With the pictures left out, copy the records below exactly from the first line down to the line holding "the woman's arm.", and include that line.

[[ Record excerpts, beginning ]]

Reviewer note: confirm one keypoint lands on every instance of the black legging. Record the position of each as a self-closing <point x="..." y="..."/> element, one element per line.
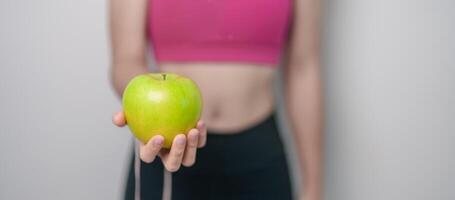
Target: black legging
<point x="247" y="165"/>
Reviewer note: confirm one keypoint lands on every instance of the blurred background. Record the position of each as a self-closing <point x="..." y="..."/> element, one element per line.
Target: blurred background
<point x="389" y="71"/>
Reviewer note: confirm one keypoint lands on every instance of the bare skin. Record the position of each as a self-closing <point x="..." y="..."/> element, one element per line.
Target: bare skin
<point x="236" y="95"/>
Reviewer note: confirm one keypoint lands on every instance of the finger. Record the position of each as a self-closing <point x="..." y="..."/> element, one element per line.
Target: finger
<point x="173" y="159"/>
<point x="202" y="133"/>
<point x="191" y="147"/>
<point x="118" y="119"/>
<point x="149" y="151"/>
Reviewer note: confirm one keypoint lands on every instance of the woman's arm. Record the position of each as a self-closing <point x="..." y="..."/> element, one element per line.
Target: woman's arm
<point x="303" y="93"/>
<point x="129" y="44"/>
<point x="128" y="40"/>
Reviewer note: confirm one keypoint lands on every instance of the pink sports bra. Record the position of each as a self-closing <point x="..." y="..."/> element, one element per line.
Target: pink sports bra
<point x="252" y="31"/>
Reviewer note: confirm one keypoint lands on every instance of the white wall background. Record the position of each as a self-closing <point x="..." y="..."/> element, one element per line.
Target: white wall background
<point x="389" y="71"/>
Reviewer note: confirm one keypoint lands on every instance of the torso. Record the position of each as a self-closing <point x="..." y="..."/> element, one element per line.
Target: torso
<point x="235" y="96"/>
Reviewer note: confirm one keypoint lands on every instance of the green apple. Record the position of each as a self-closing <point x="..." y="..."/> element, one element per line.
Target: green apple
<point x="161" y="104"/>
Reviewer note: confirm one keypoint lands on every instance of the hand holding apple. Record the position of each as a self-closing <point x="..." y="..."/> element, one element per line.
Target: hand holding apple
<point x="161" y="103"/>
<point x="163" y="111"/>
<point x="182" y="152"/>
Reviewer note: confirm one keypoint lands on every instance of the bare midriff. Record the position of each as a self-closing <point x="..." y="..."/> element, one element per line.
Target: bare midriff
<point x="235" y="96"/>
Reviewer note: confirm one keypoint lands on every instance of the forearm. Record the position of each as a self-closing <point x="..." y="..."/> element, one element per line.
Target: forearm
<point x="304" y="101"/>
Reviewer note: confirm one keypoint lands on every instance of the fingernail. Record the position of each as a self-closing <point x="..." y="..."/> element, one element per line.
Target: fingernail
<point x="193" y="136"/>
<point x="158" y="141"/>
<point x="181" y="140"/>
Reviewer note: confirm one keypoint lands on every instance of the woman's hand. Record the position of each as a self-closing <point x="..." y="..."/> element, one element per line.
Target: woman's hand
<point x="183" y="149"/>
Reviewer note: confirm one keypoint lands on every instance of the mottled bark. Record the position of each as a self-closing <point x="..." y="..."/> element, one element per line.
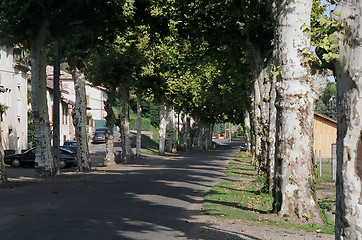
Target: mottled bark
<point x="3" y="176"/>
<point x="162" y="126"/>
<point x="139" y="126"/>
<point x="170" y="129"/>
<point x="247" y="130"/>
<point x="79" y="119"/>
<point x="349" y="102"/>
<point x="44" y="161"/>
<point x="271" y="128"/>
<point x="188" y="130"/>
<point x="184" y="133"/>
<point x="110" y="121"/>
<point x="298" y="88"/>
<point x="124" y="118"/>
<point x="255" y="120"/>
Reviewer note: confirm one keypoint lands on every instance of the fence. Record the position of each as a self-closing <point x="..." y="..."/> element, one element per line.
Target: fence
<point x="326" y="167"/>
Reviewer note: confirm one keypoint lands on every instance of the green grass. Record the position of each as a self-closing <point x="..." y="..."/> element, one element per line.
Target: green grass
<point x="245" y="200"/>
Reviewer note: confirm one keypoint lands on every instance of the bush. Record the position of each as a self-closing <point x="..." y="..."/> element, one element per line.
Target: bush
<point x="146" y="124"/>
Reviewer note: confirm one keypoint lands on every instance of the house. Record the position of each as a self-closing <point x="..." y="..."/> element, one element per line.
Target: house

[[ Record excerpts, end ]]

▶ [Response]:
Reviewer note: confirm one keypoint lands on every instance of the black legging. Record the position of each as a self-closing <point x="..." y="..."/> element, one element per line.
Target: black legging
<point x="247" y="165"/>
Reviewer note: confirm one keypoint lands on every instance of the blurred background. Record the position of each as a self-closing <point x="..." y="..."/> element, one element per line.
Target: blurred background
<point x="389" y="71"/>
Reviewer note: confirm one keypoint lands on every instance of the bare skin. Record the position of each as a self-closing <point x="..." y="..."/> element, one element per line.
Target: bare skin
<point x="236" y="95"/>
Reviewer note: confirm one keypoint lands on every instance of the finger. Record the position of each as a self-closing <point x="..." y="..."/> element, one element per line.
Target: finger
<point x="173" y="159"/>
<point x="202" y="133"/>
<point x="191" y="147"/>
<point x="118" y="119"/>
<point x="149" y="151"/>
Reviewer note: confirm one keypoint lands on every instance of the woman's arm. Record the position of each as a self-closing <point x="..." y="..."/> element, one element per line.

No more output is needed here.